WRITTEN REQUEST: The lines to be copied run from the one containing "man in patterned" to the end of the material below; reproduce them exactly, including both ends, and nothing more.

MATERIAL PROVIDED:
%%

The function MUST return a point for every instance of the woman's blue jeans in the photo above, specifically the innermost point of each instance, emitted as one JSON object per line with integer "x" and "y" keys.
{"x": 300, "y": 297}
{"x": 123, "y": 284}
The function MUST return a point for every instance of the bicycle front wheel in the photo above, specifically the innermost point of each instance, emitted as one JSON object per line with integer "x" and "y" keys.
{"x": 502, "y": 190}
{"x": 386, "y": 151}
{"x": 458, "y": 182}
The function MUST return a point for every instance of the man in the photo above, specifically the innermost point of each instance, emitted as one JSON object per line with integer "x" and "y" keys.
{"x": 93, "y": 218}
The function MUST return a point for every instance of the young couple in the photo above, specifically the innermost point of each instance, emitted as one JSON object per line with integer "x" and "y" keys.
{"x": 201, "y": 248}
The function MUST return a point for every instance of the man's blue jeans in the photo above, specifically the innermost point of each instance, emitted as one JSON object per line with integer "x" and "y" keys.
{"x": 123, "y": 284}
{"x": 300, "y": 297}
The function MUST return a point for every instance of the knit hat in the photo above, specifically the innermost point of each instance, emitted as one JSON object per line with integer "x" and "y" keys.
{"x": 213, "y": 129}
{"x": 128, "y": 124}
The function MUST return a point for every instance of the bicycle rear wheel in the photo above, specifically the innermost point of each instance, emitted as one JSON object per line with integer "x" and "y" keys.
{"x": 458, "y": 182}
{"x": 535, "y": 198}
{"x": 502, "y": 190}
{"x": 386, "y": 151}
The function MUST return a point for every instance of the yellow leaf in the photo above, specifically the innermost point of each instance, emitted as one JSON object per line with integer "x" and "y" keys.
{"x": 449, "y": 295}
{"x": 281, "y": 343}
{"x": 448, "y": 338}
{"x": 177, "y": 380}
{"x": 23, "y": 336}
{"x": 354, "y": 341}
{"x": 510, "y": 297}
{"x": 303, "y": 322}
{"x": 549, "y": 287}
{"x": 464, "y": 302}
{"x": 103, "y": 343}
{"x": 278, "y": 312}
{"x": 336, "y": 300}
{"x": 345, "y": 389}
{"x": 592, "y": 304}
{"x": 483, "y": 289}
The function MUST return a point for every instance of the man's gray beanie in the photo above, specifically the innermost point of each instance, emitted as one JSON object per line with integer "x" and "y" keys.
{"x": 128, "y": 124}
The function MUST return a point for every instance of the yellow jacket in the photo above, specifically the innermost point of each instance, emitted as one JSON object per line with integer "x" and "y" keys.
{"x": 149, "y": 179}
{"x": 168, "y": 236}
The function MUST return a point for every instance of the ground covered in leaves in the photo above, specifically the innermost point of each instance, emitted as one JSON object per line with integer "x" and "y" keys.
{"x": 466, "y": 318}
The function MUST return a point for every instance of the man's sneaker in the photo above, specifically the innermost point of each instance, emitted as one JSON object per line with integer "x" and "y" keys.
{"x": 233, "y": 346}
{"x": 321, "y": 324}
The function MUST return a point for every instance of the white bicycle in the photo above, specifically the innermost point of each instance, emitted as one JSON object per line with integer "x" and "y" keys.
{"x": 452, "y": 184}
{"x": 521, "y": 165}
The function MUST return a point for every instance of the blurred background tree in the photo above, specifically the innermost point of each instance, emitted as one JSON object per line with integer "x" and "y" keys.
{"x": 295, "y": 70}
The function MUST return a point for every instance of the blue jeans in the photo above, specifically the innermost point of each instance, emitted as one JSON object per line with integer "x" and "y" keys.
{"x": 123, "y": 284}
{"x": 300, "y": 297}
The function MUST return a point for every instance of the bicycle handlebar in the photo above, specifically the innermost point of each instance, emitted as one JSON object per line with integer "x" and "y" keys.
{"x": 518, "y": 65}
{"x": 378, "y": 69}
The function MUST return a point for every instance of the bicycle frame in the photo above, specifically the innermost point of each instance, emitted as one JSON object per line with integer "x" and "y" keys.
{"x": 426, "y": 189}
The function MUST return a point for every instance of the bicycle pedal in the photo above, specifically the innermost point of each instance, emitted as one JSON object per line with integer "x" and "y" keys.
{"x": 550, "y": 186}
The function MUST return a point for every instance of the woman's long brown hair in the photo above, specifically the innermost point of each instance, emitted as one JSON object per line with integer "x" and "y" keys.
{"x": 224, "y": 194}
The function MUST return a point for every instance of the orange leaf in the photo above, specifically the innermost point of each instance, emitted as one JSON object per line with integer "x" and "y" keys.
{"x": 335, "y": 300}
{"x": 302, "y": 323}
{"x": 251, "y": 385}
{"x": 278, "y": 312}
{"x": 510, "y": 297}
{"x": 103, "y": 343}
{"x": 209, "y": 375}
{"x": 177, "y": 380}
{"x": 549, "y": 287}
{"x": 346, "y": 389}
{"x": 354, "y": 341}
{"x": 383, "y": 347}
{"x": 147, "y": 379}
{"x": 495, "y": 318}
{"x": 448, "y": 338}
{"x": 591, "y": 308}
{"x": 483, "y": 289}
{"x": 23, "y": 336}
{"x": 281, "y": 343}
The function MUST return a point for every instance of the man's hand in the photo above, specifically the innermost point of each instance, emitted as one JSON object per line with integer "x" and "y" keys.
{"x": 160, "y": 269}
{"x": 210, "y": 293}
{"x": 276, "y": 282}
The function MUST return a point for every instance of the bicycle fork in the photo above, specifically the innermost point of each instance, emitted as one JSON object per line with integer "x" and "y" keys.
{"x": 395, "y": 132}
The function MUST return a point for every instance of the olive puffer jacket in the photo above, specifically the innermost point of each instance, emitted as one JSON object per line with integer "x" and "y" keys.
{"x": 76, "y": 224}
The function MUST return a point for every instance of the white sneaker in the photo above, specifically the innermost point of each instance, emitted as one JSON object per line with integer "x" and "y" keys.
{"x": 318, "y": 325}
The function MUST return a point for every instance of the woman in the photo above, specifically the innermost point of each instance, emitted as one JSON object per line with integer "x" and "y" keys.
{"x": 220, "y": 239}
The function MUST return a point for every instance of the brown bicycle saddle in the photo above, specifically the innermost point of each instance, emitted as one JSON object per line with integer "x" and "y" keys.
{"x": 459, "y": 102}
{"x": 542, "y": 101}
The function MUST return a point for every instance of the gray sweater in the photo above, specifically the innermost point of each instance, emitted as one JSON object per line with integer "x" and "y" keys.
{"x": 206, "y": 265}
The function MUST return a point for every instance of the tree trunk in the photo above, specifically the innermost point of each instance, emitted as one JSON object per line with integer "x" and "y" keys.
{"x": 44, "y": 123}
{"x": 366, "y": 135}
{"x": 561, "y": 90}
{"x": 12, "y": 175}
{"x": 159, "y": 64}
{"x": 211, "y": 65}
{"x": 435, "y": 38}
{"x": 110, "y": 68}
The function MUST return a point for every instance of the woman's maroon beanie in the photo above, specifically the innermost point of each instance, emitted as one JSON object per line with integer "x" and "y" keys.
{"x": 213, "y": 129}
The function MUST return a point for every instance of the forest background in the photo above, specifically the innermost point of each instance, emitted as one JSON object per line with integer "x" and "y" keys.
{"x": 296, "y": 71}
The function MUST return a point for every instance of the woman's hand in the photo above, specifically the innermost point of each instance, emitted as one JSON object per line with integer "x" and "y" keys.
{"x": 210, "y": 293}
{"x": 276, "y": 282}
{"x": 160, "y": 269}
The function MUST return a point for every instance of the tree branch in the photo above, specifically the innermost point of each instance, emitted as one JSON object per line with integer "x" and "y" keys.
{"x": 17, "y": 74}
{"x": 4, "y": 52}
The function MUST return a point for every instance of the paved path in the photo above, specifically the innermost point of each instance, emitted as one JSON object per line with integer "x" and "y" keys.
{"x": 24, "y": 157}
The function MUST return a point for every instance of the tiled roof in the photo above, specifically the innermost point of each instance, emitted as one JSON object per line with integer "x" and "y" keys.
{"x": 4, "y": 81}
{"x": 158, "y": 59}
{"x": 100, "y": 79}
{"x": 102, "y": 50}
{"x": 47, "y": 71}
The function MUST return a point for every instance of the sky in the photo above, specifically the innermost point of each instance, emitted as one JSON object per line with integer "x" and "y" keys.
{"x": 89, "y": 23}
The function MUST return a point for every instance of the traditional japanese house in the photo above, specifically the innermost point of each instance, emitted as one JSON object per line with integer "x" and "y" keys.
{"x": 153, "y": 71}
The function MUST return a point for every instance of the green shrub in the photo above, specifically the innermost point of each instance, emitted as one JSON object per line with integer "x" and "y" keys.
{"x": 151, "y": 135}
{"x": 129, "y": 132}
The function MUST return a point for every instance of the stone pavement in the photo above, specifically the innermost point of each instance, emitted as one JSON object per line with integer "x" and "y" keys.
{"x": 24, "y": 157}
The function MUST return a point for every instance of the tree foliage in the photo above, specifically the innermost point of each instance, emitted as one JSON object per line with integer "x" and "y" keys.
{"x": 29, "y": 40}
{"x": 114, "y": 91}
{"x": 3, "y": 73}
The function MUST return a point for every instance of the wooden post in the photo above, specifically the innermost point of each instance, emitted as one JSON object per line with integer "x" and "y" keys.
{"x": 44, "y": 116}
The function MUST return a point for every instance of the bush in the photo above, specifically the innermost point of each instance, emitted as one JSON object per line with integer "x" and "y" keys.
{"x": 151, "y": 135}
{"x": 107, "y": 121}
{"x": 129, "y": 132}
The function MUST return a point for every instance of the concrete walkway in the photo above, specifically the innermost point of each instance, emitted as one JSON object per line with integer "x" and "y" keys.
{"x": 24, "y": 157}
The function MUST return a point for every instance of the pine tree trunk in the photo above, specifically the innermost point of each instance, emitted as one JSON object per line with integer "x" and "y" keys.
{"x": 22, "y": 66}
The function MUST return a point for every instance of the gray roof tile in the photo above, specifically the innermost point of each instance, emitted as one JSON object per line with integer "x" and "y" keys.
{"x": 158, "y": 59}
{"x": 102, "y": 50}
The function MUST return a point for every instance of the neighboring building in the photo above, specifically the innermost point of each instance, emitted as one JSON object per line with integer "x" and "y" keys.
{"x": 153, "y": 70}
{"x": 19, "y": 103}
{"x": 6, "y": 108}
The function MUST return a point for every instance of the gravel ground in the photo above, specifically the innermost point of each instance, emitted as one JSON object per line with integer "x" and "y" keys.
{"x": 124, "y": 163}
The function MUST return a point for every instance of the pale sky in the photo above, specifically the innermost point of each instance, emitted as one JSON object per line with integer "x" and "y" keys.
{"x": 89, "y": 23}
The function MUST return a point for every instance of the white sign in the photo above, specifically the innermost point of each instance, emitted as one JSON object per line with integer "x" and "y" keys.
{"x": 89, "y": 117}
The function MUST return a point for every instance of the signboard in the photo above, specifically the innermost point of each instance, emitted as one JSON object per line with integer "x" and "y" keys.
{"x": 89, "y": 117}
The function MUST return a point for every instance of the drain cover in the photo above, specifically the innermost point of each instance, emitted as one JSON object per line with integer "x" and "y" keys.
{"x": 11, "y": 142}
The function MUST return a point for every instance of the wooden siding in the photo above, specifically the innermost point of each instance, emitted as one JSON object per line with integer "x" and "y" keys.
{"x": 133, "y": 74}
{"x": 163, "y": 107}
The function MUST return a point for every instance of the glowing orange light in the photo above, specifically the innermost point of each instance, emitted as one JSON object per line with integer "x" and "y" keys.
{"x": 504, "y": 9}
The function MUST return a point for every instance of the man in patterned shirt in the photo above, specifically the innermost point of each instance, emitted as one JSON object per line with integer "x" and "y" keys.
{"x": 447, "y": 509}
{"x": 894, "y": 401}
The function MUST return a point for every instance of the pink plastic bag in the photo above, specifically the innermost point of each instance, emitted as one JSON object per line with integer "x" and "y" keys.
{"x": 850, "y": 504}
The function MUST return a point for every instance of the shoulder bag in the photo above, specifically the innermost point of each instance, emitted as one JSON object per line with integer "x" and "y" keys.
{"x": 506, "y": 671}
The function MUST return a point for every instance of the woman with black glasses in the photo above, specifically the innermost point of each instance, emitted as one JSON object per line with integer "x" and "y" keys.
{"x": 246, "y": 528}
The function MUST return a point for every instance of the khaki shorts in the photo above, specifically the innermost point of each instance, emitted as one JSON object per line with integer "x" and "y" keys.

%%

SOLUTION TO THE EXERCISE:
The function MUST return a point for every instance of the man in patterned shirt in the photo above, specifically the innermost point of each instance, emitted as one JSON object per line with integer "x" and "y" keys.
{"x": 447, "y": 509}
{"x": 894, "y": 401}
The function MUST return a point for every instance of the pink plastic bag in the photo above, specifically the innermost point of each instance, emitted as one JSON object per line with integer "x" and "y" keys.
{"x": 850, "y": 504}
The function MUST return a point for every instance of the shoulder bag in the photo above, specifically the innermost point of each instance, emitted as one JSON object per line with integer "x" and "y" keys.
{"x": 506, "y": 671}
The function MUST return a point for every instance of the woman with black glasses in the photo above, specifically the innermost point of each instance, emitted as one JSON object per line with integer "x" and "y" keys.
{"x": 246, "y": 528}
The function MUST return a point for every instance of the khaki shorts in the photo above, specifically the innermost point of each instance, emitted as one JSON object per line with integer "x" and "y" keys.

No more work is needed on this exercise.